What this exercise asks:
- 1) Reproduce the passage of the forum post about converting tilde-delimited data to SQL, starting with "So, I have a" and going on through "it null delimiters.".
- 2) Carry on writing the forum post about converting tilde-delimited data to SQL from the point where it stops.

Excerpt to read:

So, I have a file that contains ~
delimited fields that I need to convert to sql. The catch here is that there are spaces in this data. Generally, this wouldn't be an issue because I could just use xargs -0
and feed it null delimiters.
When I pair it with tr '~' '\0000'
I get weird behavior and I am not sure why. It seems to actually take too many fields when using xargs.
Input:
FA_PRD01_PHX1~EBDT~30-JAN-2023~18~JobDefinition://company/apps/ess/custom/Shared Folders/Apps_Reports/APPSSALESFORCETIMEDTLS~1~1
FA_PRD01_PHX1~EBDT~30-JAN-2023~08~JobDefinition://company/apps/ess/custom/Shared Folders/Apps_Reports/APPSSALESFORCETIMEDTLSNEW~1~1
FA_PRD01_PHX1~EBDT~23-JAN-2023~18~JobDefinition://company/apps/ess/custom/Shared Folders/Apps_Reports/APPSSALESFORCETIMEDTLS~1~1
FA_PRD01_PHX1~EBDT~23-JAN-2023~08~JobDefinition://company/apps/ess/custom/Shared Folders/Apps_Reports/APPSSALESFORCETIMEDTLSNEW~1~1
FA_PRD01_PHX1~EBDT~13-MAR-2023~04~JobDefinition://company/apps/ess/custom/shared/Apps_Reports/Certifications and Competencies/ALLCERTRPT~1~1
FA_PRD01_PHX1~EBDT~13-FEB-2023~18~JobDefinition://company/apps/ess/custom/Shared Folders/Apps_Reports/APPSSALESFORCETIMEDTLS~1~1
FA_PRD01_PHX1~EBDT~13-FEB-2023~08~JobDefinition://company/apps/ess/custom/Shared Folders/Apps_Reports/APPSSALESFORCETIMEDTLSNEW~1~1
FA_PRD01_PHX1~EBDT~13-FEB-2023~05~JobDefinition://company/apps/ess/custom/shared/Apps_Reports/Certifications and Competencies/ALLCERTRPT~1~1
FA_PRD01_PHX1~EBDT~06-FEB-2023~18~JobDefinition://company/apps/ess/custom/Shared Folders/Apps_Reports/APPSSALESFORCETIMEDTLS~1~1
FA_PRD01_PHX1~EBDT~06-FEB-2023~08~JobDefinition://company/apps/ess/custom/Shared Folders/Apps_Reports/APPSSALESFORCETIMEDTLSNEW~1~1
command:
cat data.txt | tr '~' '\0000' |
xargs -0 -n 7 printf "insert into ESS_SYSTEM_ERROR_METRICS values('%s','%s',to_date('%s','DD-MM-YYYY'),%s,'%s',%s,%s);\n"

Supplied information:
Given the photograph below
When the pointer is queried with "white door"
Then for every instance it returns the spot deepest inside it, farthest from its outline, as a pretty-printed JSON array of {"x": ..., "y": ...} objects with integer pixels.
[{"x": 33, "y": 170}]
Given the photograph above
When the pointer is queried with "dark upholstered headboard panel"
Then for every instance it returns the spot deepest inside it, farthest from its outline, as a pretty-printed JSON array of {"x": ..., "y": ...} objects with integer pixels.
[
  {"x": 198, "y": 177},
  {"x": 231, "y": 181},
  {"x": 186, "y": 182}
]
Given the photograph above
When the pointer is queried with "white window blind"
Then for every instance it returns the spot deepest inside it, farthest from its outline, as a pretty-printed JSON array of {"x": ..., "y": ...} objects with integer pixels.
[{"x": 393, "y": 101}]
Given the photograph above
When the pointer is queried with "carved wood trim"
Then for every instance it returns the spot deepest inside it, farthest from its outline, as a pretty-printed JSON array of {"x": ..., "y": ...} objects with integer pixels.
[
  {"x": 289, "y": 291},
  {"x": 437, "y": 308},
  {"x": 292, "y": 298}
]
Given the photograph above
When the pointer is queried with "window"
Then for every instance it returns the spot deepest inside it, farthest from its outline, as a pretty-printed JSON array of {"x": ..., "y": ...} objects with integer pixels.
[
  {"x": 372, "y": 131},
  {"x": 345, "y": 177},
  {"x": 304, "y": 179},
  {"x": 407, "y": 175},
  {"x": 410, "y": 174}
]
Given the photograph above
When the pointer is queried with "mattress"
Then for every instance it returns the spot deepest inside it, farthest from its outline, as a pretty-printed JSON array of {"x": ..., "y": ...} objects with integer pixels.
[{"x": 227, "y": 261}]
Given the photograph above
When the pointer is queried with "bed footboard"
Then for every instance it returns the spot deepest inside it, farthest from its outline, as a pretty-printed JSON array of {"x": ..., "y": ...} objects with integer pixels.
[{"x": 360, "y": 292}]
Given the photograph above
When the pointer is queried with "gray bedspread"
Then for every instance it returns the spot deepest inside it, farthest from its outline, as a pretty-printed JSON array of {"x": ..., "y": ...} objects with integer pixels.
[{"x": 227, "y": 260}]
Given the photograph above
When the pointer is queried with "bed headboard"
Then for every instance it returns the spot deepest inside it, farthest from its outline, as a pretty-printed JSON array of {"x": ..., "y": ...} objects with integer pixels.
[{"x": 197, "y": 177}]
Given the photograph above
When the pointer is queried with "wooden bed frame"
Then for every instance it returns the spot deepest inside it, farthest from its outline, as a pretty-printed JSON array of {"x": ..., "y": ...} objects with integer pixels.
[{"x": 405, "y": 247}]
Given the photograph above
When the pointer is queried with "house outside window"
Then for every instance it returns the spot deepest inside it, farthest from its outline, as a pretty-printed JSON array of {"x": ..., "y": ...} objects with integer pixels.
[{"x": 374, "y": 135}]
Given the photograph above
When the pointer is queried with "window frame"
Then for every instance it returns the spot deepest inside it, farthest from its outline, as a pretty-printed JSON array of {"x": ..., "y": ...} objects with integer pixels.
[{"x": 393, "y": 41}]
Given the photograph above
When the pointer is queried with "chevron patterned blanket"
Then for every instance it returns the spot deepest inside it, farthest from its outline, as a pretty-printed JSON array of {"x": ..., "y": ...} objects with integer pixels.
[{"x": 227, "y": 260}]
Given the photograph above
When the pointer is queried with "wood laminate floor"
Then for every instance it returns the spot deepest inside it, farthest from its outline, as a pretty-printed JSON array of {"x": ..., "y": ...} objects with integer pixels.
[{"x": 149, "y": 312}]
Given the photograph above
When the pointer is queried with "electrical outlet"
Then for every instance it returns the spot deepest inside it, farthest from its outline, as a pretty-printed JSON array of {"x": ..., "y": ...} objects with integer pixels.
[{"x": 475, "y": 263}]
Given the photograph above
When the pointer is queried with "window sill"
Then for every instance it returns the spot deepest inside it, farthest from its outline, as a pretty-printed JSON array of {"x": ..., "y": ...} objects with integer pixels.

Per-task answers:
- 1)
So, I have a file that contains ~
delimited fields that I need to convert to sql. The catch here is that there are spaces in this data. Generally, this wouldn't be an issue because I could just use xargs -0
and feed it null delimiters.

- 2)
expected:
insert into ESS_SYSTEM_ERROR_METRICS values('FA_PRD01_PHX1','EBDT',to_date('30-JAN-2023','DD-MM-YYYY'),18,'JobDefinition://company/apps/ess/custom/Shared Folders/Apps_Reports/APPSSALESFORCETIMEDTLS',1,1);
actual:
insert into ESS_SYSTEM_ERROR_METRICS values('FA_PRD01_PHX1','EBDT',to_date('30-JAN-2023','DD-MM-YYYY'),18,'JobDefinition://company/apps/ess/custom/Shared Folders/Apps_Reports/APPSSALESFORCETIMEDTLS',1,1
FA_PRD01_PHX1);
insert into ESS_SYSTEM_ERROR_METRICS values('EBDT','30-JAN-2023',to_date('08','DD-MM-YYYY'),JobDefinition://company/apps/ess/custom/Shared Folders/Apps_Reports/APPSSALESFORCETIMEDTLSNEW,'1',1
FA_PRD01_PHX1,EBDT);
My field count with xargs is correct, so I am also wondering if xargs is using something else to delimit.
Because you're replacing the ~
with a \0
character and using the \0
as delimiter for xargs
, the \n
in the input will be treated as part of the last "field"; you need to translate the newlines in the input too:
tr '\n~' '\0' < data.txt |
xargs -0 -n 7 printf "insert into ESS_SYSTEM_ERROR_METRICS values('%s','%s',to_date('%s','DD-MM-YYYY'),%s,'%s',%s,%s);\n"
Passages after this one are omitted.